___ TEXT EXTRACT
By SCOTT SHANE
Published: October 16, 2009
WASHINGTON Is the Central Intelligence Agency covering up some dark
secret about the assassination of John F. Kennedy?
Probably not. But you would not know it from the C.I.A.'s behavior.
For six years, the agency has fought in federal court to keep secret
hundreds of documents from 1963, when an anti-Castro Cuban group it
paid clashed publicly with the soon-to-be assassin, Lee Harvey
Oswald. The C.I.A. says it is only protecting legitimate secrets. But
because of the agency's history of stonewalling assassination
inquiries, even researchers with no use for conspiracy thinking
question its stance.
The files in question, some released under direction of the court and
hundreds more that are still secret, involve the curious career of
George E. Joannides, the case officer who oversaw the dissident
Cubans in 1963. In 1978, the agency made Mr. Joannides the liaison to
the House Select Committee on Assassinations but never told the
committee of his earlier role.
That concealment has fueled suspicion that Mr. Joannides's real
assignment was to limit what the House committee could learn about
C.I.A. activities. The agency's deception was first reported in 2001
by Jefferson Morley, who has doggedly pursued the files ever since,
represented by James H. Lesar, a Washington lawyer specializing in
Freedom of Information Act lawsuits.
"The C.I.A.'s conduct is maddening," said Mr. Morley, 51, a former
Washington Post reporter and the author of a 2008 biography of a
former C.I.A. station chief in Mexico.
After years of meticulous reporting on Mr. Joannides, who died at age
68 in 1990, he is convinced that there is more to learn.
"I know there's a story here," Mr. Morley said. "The confirmation is
that the C.I.A. treats these documents as extremely sensitive."
Mr. Morley's quest has gained prominent supporters, including John R.
Tunheim, a federal judge in Minnesota who served in 1994 and 1995 as
chairman of the Assassination Records Review Board, created by
Congress to unearth documents related to the case.
"I think we were probably misled by the agency," Judge Tunheim said,
referring to the Joannides records. "This material should be released."
Gerald Posner, the author of an anti-conspiracy account of the
Kennedy assassination, "Case Closed" (Random House, 1993), said the
C.I.A.'s withholding such aged documents was "a perfect example of
why nobody trusts the agency."
______
___ DATA SECTION
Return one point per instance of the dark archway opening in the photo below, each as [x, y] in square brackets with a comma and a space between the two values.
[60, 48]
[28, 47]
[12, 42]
______
* TASK TO COMPLETE *
Please list every person named in the article about the C.I.A. and the Kennedy assassination files above, not counting the byline.

* EXPECTED ANSWER *
John F. Kennedy
Lee Harvey Oswald
George E. Joannides
Jefferson Morley
James H. Lesar
John R. Tunheim
Gerald Posner